■ Job item ■
Gather every line of the listing below that contains the word "pixel", and copy each of those lines out in full.

■ Material to process ■
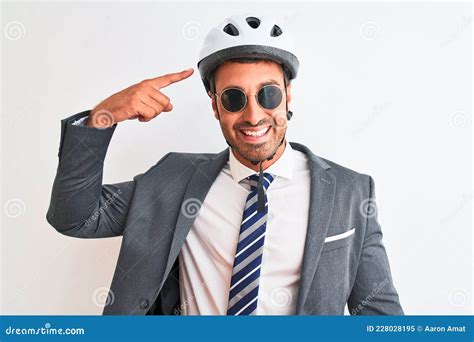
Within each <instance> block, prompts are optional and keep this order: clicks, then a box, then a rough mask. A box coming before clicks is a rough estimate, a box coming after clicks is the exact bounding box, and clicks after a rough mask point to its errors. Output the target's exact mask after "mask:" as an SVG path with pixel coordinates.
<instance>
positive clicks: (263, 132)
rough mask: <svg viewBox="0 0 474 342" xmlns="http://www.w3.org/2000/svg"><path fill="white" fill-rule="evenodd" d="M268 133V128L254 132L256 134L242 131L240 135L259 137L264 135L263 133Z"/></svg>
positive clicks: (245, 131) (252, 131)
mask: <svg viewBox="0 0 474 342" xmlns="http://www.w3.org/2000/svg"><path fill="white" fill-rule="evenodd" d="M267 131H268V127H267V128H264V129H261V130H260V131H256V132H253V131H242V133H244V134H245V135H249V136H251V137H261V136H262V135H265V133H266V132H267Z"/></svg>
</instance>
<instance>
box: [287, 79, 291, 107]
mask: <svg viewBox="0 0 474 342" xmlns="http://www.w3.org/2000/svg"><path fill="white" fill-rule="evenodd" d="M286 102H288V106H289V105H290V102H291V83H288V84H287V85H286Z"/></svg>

...

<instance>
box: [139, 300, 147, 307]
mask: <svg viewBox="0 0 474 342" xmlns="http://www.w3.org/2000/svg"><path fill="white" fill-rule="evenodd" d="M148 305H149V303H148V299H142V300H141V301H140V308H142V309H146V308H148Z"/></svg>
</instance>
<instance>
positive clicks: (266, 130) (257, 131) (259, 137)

--

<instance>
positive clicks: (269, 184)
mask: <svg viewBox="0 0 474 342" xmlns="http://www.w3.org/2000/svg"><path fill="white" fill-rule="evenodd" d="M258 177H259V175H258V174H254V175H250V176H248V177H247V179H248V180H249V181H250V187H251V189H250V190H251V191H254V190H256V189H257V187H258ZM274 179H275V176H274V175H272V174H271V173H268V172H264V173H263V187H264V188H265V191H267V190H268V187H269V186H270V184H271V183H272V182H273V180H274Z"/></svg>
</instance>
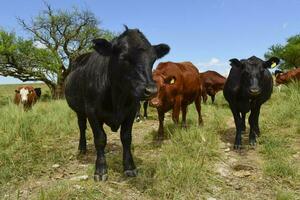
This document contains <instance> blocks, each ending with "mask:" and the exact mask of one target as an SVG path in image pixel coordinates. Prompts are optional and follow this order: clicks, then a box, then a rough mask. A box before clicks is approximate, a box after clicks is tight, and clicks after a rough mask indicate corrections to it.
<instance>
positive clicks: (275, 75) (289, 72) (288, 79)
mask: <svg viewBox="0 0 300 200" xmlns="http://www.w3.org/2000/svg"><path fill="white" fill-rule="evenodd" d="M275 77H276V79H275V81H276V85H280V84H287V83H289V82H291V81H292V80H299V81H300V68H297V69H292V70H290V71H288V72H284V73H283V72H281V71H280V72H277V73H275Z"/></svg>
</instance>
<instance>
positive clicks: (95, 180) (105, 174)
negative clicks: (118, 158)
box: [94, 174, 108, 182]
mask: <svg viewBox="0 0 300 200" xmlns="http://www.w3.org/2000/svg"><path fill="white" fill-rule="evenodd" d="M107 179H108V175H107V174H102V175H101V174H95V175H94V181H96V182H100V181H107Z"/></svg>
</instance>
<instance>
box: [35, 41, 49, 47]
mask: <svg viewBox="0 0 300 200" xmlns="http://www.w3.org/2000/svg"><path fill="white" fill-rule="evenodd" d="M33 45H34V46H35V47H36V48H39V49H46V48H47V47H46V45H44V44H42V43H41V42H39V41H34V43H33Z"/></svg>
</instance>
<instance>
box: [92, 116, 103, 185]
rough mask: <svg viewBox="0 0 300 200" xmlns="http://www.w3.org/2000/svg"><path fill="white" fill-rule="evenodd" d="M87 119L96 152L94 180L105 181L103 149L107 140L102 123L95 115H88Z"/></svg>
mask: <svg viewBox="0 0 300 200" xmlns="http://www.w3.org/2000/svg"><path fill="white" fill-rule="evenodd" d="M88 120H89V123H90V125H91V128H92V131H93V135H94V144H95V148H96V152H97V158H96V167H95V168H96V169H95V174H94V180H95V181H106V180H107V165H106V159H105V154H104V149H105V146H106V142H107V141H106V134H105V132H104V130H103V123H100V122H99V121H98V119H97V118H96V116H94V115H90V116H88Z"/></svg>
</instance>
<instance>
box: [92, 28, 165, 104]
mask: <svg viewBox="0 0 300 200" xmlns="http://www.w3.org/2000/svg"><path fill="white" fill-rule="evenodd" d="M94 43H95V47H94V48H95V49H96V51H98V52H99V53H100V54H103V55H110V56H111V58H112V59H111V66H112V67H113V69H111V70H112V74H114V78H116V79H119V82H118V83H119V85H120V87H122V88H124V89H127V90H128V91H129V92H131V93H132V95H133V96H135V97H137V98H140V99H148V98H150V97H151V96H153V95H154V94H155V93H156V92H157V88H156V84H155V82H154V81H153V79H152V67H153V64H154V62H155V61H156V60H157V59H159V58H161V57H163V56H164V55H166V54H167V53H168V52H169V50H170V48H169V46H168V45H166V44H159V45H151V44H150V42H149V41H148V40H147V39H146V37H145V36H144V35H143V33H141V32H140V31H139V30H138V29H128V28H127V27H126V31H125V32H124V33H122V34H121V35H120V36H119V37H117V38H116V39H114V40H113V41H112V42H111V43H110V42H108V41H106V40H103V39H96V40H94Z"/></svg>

■ Your response ■
Within each <instance> block, prompts are optional and keep this order: clicks, then a box, then a rough mask. A box coming before clicks is a rough estimate, a box coming after clicks is the exact bounding box, and clicks after a rough mask point to its errors. Output the target's exact mask after "mask:" as an SVG path with pixel coordinates.
This document contains <instance> blocks, each ending with "mask:" and the exact mask of one target as an SVG path in image pixel coordinates. Prompts are optional and follow this order: clicks, then a box, then a rough mask. A box before clicks is approximate, a box after clicks is tight, and clicks after a rough mask indicate corrections to it.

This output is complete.